• **PROBLEM REQUIREMENTS**: Transcribe each record below word for word.

• **SOURCE MATERIAL**:
-=-=-=-=-
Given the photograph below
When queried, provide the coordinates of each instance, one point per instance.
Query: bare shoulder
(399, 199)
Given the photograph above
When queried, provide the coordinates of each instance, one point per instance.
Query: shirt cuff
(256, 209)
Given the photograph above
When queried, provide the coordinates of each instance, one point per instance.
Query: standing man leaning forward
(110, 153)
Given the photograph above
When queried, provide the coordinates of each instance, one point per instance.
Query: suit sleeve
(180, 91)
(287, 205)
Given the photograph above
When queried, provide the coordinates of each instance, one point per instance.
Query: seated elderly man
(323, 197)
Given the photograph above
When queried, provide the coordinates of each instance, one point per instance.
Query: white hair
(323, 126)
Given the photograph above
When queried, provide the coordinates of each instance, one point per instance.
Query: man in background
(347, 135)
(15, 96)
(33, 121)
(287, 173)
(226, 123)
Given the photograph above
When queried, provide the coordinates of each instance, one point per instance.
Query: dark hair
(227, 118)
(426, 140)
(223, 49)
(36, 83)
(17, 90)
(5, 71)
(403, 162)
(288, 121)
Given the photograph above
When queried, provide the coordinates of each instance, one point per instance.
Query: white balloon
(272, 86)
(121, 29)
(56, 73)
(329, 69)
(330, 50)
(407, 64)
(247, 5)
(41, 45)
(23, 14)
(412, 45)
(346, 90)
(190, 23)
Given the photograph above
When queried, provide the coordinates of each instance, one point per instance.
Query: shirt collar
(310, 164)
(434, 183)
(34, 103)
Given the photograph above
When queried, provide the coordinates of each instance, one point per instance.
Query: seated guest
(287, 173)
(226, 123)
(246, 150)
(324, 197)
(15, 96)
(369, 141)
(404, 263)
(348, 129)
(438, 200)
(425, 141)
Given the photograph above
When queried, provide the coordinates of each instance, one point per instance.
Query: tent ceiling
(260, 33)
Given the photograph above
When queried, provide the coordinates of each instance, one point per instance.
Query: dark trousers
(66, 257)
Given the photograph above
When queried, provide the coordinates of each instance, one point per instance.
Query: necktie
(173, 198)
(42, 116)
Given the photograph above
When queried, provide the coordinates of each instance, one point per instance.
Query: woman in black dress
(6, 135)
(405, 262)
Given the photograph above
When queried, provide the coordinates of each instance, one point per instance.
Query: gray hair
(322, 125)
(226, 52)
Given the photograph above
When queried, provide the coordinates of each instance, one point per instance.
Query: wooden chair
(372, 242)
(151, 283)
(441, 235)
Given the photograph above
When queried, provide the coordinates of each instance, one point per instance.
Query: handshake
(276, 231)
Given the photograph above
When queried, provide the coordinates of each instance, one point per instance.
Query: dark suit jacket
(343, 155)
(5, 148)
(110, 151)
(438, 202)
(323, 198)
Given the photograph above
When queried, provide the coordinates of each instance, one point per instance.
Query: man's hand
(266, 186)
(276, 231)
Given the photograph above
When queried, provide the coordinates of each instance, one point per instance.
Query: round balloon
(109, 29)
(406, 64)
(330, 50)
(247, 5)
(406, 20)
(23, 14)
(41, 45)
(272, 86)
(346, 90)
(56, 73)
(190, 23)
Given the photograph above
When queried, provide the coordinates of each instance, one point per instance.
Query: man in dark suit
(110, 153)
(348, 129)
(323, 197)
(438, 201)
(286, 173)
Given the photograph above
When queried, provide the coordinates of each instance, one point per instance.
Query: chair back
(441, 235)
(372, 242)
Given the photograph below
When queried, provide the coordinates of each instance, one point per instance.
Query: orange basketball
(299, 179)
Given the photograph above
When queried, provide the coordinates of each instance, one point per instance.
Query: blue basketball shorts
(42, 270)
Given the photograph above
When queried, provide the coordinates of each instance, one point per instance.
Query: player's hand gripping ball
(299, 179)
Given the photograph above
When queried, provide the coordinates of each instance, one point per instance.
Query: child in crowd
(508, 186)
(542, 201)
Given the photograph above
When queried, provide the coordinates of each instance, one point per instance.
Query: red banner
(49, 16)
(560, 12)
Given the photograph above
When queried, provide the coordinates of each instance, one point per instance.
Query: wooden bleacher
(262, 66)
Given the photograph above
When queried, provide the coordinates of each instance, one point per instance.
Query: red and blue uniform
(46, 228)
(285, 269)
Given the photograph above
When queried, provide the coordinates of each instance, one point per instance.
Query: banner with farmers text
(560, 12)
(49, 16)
-=-=-=-=-
• **TASK RESPONSE**:
Given the photograph below
When queried, provide the coordinates of each instance, one point per instance.
Query: bare shoulder
(399, 199)
Given the photograph above
When queried, provide the coordinates of each instance, one point per instance.
Query: shirt cuff
(256, 209)
Given the photograph above
When queried, provide the coordinates of each instance, one point per instance.
Query: standing man leaning forward
(110, 153)
Given the photograph above
When queried, provide the coordinates of each instance, one point per instance.
Query: suit sleeve
(180, 91)
(287, 205)
Given the photograph above
When queried, provide the coordinates of each instance, one point per instance.
Query: seated elderly man
(323, 197)
Given the photograph above
When queried, provide the coordinates of each instance, one point per instance.
Query: white hair
(323, 126)
Given the photograph above
When queried, provide the coordinates of each instance, one point per instance.
Query: man in background
(347, 135)
(15, 96)
(33, 121)
(287, 173)
(226, 123)
Given the photograph above
When queried, provide the coordinates of each instance, one point per instance.
Query: dark hair
(227, 118)
(426, 140)
(223, 49)
(36, 83)
(17, 90)
(5, 71)
(403, 162)
(288, 121)
Given the photograph above
When queried, provide the coordinates of each instance, one point per instance.
Query: white balloon
(272, 86)
(121, 29)
(56, 73)
(329, 69)
(330, 50)
(407, 64)
(247, 5)
(41, 45)
(23, 14)
(412, 45)
(346, 90)
(190, 23)
Given the photograph above
When queried, provide the coordinates of each instance, one point per instance.
Query: shirt collar
(310, 164)
(434, 183)
(34, 103)
Given the photograph above
When queried, provide the coordinates of each instance, one point per instance.
Query: seated guest
(287, 173)
(226, 123)
(246, 150)
(324, 197)
(15, 96)
(369, 141)
(404, 263)
(348, 129)
(438, 200)
(425, 141)
Given the photograph above
When queried, provide the coordinates of each instance, one point per instance.
Query: tent ceiling
(260, 33)
Given the photograph above
When queried, provide the coordinates of each instance, one point per instance.
Query: dark trousers
(66, 257)
Given the photograph above
When queried, provide the coordinates of each instance, one point per instance.
Query: necktie
(173, 198)
(42, 116)
Given the photograph above
When queried, provide the coordinates of each instance, one point per instance.
Query: woman in black dress
(6, 135)
(405, 262)
Given the photograph above
When queried, provide the coordinates of each instance, one point per instance.
Query: gray hair
(322, 125)
(226, 52)
Given the photograph above
When queried, provide the coordinates of each instance, one point per instance.
Query: wooden chair
(372, 242)
(151, 283)
(441, 235)
Given the photograph above
When queried, provide the coordinates of each instance, one point per instance.
Query: handshake
(276, 231)
Given the photograph above
When queried, provide the coordinates of each instance, one point per instance.
Query: dark suit jacket
(343, 155)
(5, 148)
(110, 151)
(438, 202)
(323, 198)
Given the photograph above
When queried, provide the coordinates of each instance, one point per instance.
Query: man's hand
(266, 186)
(276, 231)
Given the photograph above
When queried, provide the coordinates of each instance, one point per instance.
Query: round balloon
(109, 29)
(406, 64)
(330, 50)
(247, 5)
(406, 20)
(23, 14)
(41, 45)
(272, 86)
(346, 90)
(56, 73)
(190, 23)
Given the photograph above
When queried, provide the coordinates of each instance, one point per instance.
Query: man in dark suit
(110, 153)
(348, 129)
(323, 197)
(438, 201)
(286, 173)
Given the photograph above
When queried, provide the coordinates of each instance, one point per instance.
Query: chair back
(441, 235)
(372, 242)
Given the photograph below
When queried, provide the coordinates of each instance, one point per instance.
Query: orange basketball
(299, 179)
Given the photograph above
When queried, provide the coordinates of each instance, one point per instance.
Query: blue basketball shorts
(42, 270)
Given the photograph above
When queried, provide the coordinates of each instance, one point per instance.
Query: player's hand gripping ball
(299, 179)
Given the photograph above
When queried, provide the coordinates of each instance, one point per instance.
Query: child in crowd
(508, 186)
(542, 201)
Given the photograph above
When queried, provide the coordinates of each instance, one point per instance.
Query: red banner
(49, 16)
(560, 12)
Given the photograph above
When queried, provide the coordinates of each instance, one point per instance.
Query: wooden bleacher
(262, 66)
Given the photograph above
When queried, provide the coordinates of each instance, one point per instance.
Query: red and blue uniform
(46, 228)
(285, 269)
Given the photograph above
When queried, provide the coordinates of each instance, one point per instance.
Query: banner with farmers text
(560, 12)
(49, 16)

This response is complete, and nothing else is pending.